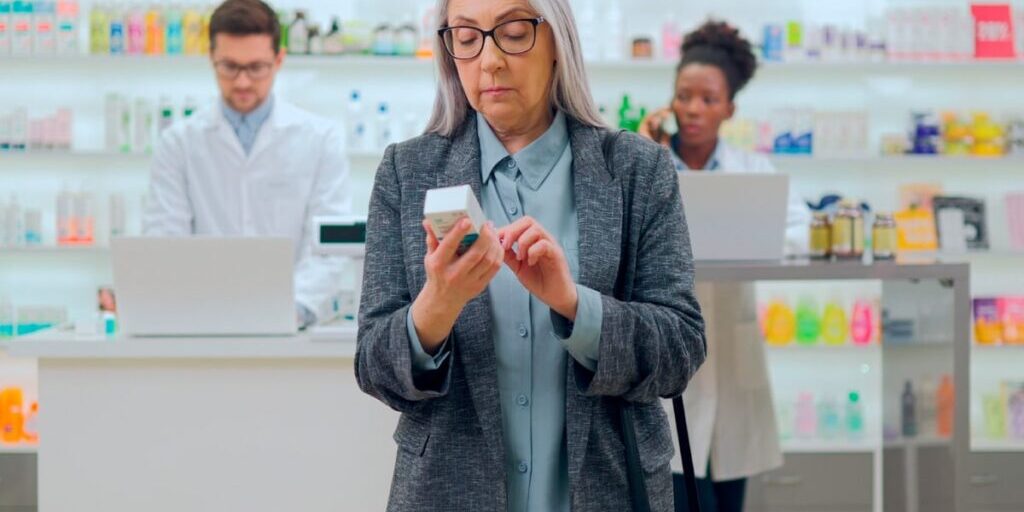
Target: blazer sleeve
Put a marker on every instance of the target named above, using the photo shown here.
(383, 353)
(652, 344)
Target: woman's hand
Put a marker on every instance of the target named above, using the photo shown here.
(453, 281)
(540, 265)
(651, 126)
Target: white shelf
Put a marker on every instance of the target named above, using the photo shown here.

The task: Should the entries hold any pictures, please omit those and print the remaining text exactly.

Answer space:
Target: blazer sleeve
Put a marker on every instance of the target named above, using the photo shown here.
(383, 353)
(652, 344)
Target: woman's hand
Put a marker on every instance of the target named above, using the photo shown here.
(453, 281)
(540, 265)
(651, 126)
Target: white shelf
Put a marker on every instance of the target named above, using the photo shown here.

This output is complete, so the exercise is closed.